Segment Start: Excerpted data
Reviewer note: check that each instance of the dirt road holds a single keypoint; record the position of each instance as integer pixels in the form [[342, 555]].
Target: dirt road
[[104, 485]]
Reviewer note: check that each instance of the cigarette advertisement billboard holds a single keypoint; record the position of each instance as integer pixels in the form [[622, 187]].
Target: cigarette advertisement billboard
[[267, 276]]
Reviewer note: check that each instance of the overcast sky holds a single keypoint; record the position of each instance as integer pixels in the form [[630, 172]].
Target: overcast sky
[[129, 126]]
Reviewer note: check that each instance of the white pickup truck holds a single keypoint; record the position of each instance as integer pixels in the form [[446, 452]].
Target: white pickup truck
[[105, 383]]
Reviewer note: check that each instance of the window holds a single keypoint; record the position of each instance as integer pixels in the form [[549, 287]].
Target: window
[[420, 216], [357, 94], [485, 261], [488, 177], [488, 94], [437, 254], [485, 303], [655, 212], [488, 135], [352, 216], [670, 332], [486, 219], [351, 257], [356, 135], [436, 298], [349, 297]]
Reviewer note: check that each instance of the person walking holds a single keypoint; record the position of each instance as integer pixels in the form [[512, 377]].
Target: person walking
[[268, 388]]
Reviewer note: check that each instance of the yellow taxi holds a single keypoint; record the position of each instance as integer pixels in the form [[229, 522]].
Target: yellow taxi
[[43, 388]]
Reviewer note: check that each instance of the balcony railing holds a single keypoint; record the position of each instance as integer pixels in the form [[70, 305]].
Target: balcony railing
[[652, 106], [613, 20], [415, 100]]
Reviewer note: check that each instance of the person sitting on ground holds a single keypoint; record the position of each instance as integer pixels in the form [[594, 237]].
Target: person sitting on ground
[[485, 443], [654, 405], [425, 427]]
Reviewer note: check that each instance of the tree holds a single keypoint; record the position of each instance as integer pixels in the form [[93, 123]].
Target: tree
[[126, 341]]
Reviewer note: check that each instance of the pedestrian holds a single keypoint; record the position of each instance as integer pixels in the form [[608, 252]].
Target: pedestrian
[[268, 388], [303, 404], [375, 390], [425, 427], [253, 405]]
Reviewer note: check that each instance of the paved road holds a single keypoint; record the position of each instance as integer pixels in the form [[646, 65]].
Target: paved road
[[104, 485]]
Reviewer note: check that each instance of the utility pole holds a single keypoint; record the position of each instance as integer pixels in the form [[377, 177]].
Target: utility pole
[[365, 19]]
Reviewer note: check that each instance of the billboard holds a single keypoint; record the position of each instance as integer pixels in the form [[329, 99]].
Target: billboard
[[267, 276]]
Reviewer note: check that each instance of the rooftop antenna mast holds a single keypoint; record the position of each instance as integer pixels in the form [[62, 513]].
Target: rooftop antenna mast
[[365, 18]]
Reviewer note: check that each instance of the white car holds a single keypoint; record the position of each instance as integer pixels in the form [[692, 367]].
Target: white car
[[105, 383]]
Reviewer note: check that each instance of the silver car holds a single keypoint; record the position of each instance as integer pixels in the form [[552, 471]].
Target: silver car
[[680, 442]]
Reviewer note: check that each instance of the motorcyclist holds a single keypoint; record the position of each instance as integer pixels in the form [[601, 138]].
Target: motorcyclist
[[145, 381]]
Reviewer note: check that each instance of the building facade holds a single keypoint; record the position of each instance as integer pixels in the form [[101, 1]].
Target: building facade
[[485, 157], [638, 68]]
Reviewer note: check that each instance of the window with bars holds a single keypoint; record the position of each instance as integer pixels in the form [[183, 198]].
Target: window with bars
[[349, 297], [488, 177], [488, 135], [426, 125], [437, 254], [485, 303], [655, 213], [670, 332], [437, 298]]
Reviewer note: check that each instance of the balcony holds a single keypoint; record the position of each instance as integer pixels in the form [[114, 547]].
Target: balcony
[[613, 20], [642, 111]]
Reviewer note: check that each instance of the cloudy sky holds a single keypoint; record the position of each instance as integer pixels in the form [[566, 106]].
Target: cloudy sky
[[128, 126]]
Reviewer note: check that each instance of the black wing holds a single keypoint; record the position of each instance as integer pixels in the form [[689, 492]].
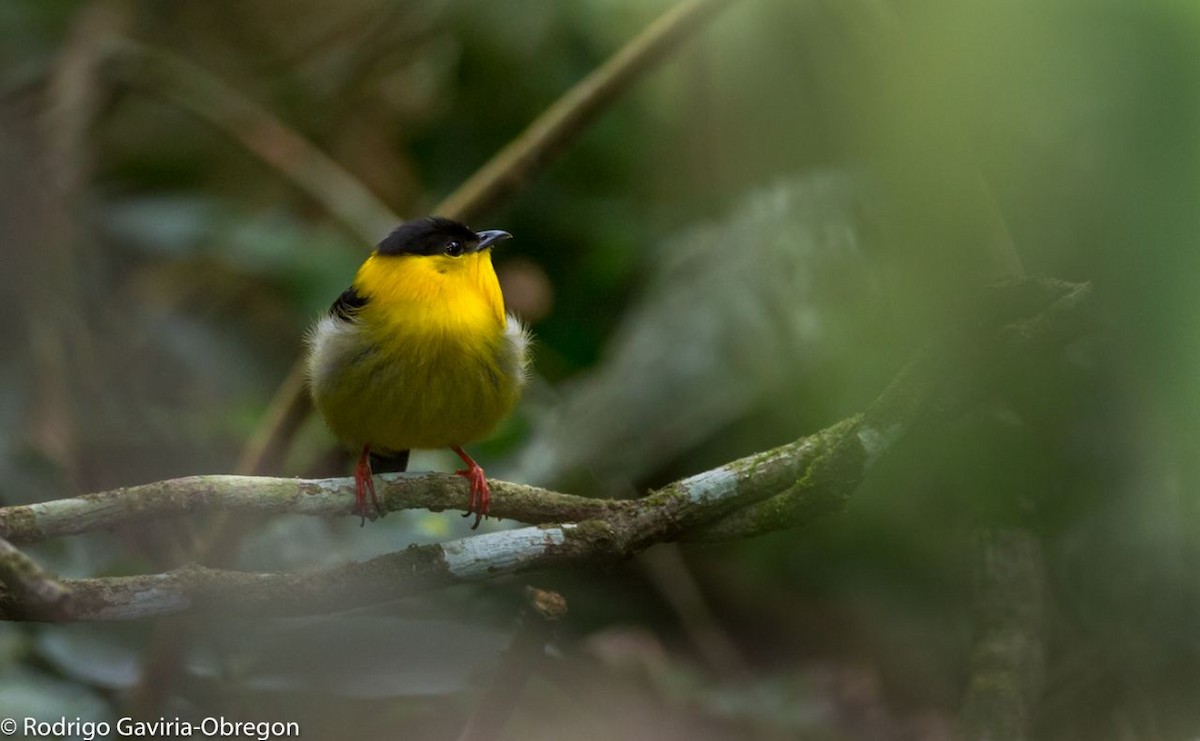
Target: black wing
[[348, 305]]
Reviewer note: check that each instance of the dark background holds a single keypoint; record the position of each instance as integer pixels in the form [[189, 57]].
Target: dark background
[[742, 251]]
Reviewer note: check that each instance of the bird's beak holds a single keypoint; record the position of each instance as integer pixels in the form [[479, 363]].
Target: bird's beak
[[489, 239]]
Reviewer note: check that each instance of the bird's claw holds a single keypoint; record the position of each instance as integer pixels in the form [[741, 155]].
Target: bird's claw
[[480, 493]]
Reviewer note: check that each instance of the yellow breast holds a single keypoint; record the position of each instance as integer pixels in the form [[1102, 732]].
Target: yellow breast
[[431, 362]]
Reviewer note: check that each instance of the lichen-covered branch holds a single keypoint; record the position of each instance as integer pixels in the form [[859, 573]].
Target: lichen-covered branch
[[39, 595], [784, 487]]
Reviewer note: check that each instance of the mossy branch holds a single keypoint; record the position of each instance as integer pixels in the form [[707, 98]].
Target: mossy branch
[[784, 487]]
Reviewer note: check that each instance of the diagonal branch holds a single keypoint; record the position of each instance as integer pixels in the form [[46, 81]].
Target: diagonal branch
[[784, 487], [531, 152]]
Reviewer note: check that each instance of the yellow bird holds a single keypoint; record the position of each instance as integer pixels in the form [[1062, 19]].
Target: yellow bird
[[419, 353]]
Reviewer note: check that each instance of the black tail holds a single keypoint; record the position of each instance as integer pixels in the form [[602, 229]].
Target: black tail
[[389, 463]]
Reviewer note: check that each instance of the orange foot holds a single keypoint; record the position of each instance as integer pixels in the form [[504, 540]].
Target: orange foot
[[363, 485], [480, 493]]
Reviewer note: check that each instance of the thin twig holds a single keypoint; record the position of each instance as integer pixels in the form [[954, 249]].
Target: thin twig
[[197, 90], [36, 595], [531, 152], [543, 140]]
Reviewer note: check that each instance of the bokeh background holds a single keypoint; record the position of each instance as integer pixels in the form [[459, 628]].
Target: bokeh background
[[743, 249]]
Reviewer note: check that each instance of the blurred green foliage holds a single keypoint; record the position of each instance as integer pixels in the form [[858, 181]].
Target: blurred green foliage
[[745, 248]]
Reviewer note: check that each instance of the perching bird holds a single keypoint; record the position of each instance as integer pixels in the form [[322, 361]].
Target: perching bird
[[419, 353]]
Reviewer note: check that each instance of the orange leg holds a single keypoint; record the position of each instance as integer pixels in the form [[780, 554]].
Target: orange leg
[[480, 494], [363, 485]]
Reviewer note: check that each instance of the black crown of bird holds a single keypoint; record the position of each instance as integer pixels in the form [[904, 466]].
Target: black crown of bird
[[419, 353]]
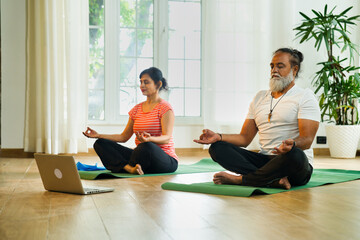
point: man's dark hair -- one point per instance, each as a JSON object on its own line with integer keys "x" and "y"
{"x": 296, "y": 57}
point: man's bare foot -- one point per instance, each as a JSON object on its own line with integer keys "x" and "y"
{"x": 134, "y": 170}
{"x": 226, "y": 178}
{"x": 282, "y": 183}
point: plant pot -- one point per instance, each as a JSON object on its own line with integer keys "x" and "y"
Segment End: Excerpted data
(What the task asks):
Return every entry of the data above verbatim, with no images included.

(Answer to this problem):
Reviewer note: check that each instance of the dirt road holds a single keypoint; record the position of each instance as integer pixels in the form [[342, 555]].
Target: dirt road
[[104, 485]]
Reviewer note: check that each instance of the cigarette advertisement billboard holds a single keypoint; record the position of each instance as integer pixels in the form [[622, 187]].
Target: cigarette advertisement billboard
[[267, 276]]
Reviewer note: check that each instance of the overcast sky holds a single keypoint; record the position of each instance as integer pixels in the form [[630, 172]].
Target: overcast sky
[[129, 126]]
Reviewer note: check that each instance of the white pickup truck holds a single keypoint; record the position of each instance as integer pixels in the form [[446, 452]].
Target: white pickup truck
[[105, 383]]
Reviewer note: check that each instance of the window holds a single keypoint; record the position of each instance as integer pixels in the form [[549, 287]].
Target: window
[[420, 216], [357, 94], [485, 261], [488, 177], [488, 94], [437, 254], [485, 303], [655, 212], [488, 135], [352, 216], [670, 332], [486, 219], [351, 257], [356, 135], [436, 298], [349, 297]]
Reviewer note: check that each instance of the person walking holds a single keypoint; record the position of each instance as integer pixels in the form [[512, 377]].
Target: person walking
[[268, 388]]
Reviewer note: check that each instance of the yellow taxi holds a single keypoint; record the position of each instance as integer pixels in the form [[229, 522]].
Target: yellow taxi
[[43, 388]]
Reviewer note: check that each instance of the balcony railing holds a single keypoint; record the position of each instance as integer pixels in the form [[70, 305]].
Target: balcony railing
[[652, 106], [613, 20], [415, 100]]
Reviewer note: check that each instance of the person sitting on ground holds a single keypoint; record the position of each instance as integer pixels in the form [[594, 237]].
Target: person sitting on ground
[[485, 443], [654, 405], [425, 427]]
Reviewer note: check that each instance of the tree holds a single keypoint; record the position of each instance as integer pixels in the form [[93, 123]].
Target: tree
[[126, 341]]
Reviewer note: check that each instance of the pedestrian holds a single keypoint; record the position of each instance as integer pixels in the form [[608, 252]].
Target: pedestrian
[[268, 388], [303, 404], [375, 390], [425, 427], [253, 405]]
Reviewer note: check that each instance of the paved road holds a single keypoint; record the position of each instance as integer pixels in the form [[646, 65]].
Target: paved road
[[104, 485]]
Reviewer note: check that each instance of the utility pole holds a single keypoint; record the position of each instance as integer pixels in the form [[377, 177]].
Target: utility pole
[[365, 19]]
Reviewer note: check that each instance of the billboard holds a single keypoint; record the position of each instance as integer pixels in the form [[329, 99]].
Target: billboard
[[267, 276]]
Reviewer note: check that each instance of the rooftop antenna mast holds a single keypoint; record the position of each instance as integer pixels in the form [[62, 513]].
Target: rooftop antenna mast
[[365, 18]]
Reviewer note: check that each instance of the white car holds a single keypoint; record the position of each instance as integer pixels in the form [[692, 367]].
Target: white car
[[105, 383]]
Reviewer note: check that each instance of the silver car holds a single keypoint; record the position of each instance as integer pixels in the form [[552, 471]].
Target: silver car
[[680, 442]]
Reviewer note: check that each instance of the motorcyclist holds a single keypoint; record the position of each instance as integer pixels in the form [[601, 138]].
Target: motorcyclist
[[145, 381]]
Reviewer note: check that each instance of the building facade holds a single keypoint; record the position of each instance as integer pixels in the form [[101, 1]].
Target: building facade
[[485, 157], [638, 68]]
Reviewer note: check that each instance of the window with bars holds a single keypoint; record the position of each instance as integer pixels in the form [[183, 198]].
Target: window with bars
[[349, 297], [488, 177], [488, 135], [426, 125], [437, 254], [485, 303], [655, 213], [670, 332], [437, 298]]
Reviewer note: check that each instance of the balcony holds a single keypoint; record the position of each instance as integer pixels in the form [[114, 547]].
Target: balcony
[[613, 20], [642, 111]]
Reviewer note: check that each instance of the cloudy sky holds a single keypoint; record the position of each instance as integer pixels in the form [[566, 106]].
Target: cloudy sky
[[128, 126]]
Reviewer note: check that each instance of the black wing holds a single keypoint; record the position of each instance as integer pixels in the form [[689, 492]].
Target: black wing
[[348, 305]]
Reviewer note: check that each instance of the dark background holds a single keypoint; record the position of each instance as integer pixels in the form [[189, 57]].
Target: dark background
[[742, 251]]
Reviewer note: check that each instance of the bird's beak holds a single keypoint; record the position of each instance as integer pixels in the form [[479, 363]].
Target: bird's beak
[[489, 239]]
Reviewer note: check that each instance of the bird's claw holds a single keypoint; record the position of each instance as integer pixels in the form [[741, 155]].
Target: bird's claw
[[480, 493]]
Reviewer note: check that each instance of the yellow breast holds a single keypoint; record the position of each instance as integer pixels in the form [[1102, 732]].
Target: yellow breast
[[431, 362]]
Reviewer note: check that each instance of the lichen-covered branch holds a single keypoint; record the position of each instance as integer pixels in the form [[859, 573]].
Target: lichen-covered branch
[[39, 595], [784, 487]]
Reviewer note: check that each instance of the mossy branch holds a single keypoint; record the position of each instance as integer pixels in the form [[707, 98]].
Target: mossy branch
[[784, 487]]
Reviewer note: check that each instance of the diagonal branch holds a single keypoint; record the position of each instance as integer pixels in the form [[46, 81]].
Target: diagonal branch
[[784, 487], [531, 152]]
Reviewer note: check that each instance of the yellow bird holds a single keypoint; record the position of each instance as integer pixels in the form [[1062, 19]].
Target: yellow bird
[[419, 353]]
Reviewer note: check that each instance of the black tail holds a single keypoint; record the position of each instance as integer pixels in the form [[602, 229]].
Target: black tail
[[389, 463]]
Reviewer note: check that each instance of the orange foot holds a single keypoint; record the position of each instance as integer pixels in the form [[504, 540]].
Target: orange foot
[[363, 485], [480, 493]]
Reviewer note: check that each instance of the thin twig holds a single keypoint; record the position of each instance as integer pixels in the form [[954, 249]].
Target: thin twig
[[197, 90], [36, 595], [531, 152], [543, 140]]
Reviewer note: check that each instance of the bokeh background holds a single keypoint; record the position of each instance as integer pixels in the form [[459, 628]].
Target: bokeh background
[[743, 249]]
Reviewer note: check that each instance of the blurred green foliage holds a single keypoint; record the position of each instance as integer pixels in the form [[858, 181]].
Target: blurred green foliage
[[745, 248]]
Reviewer note: check that each instance of the perching bird holds a single keypoint; record the position of each instance as integer pixels in the form [[322, 361]].
Target: perching bird
[[419, 353]]
Reviewer note: check that each instance of the orange leg holds a single keypoint; record the position of each instance as integer pixels in the form [[780, 554]].
Target: orange leg
[[480, 494], [363, 485]]
Reviewer note: check that each instance of the black crown of bird holds a single keypoint; record the position of each instance as integer pixels in the form [[904, 466]].
Target: black crown of bird
[[419, 353]]
point: man's dark hair -- one point per instance, each as a JSON object on its own line with integer keys "x" and "y"
{"x": 296, "y": 57}
point: man's bare foot -- one point per instance, each as a JSON object on its own line with integer keys "x" and "y"
{"x": 134, "y": 170}
{"x": 226, "y": 178}
{"x": 282, "y": 183}
point: plant pot -- one point per instance, each as a JSON object on its own line with integer keys "x" and "y"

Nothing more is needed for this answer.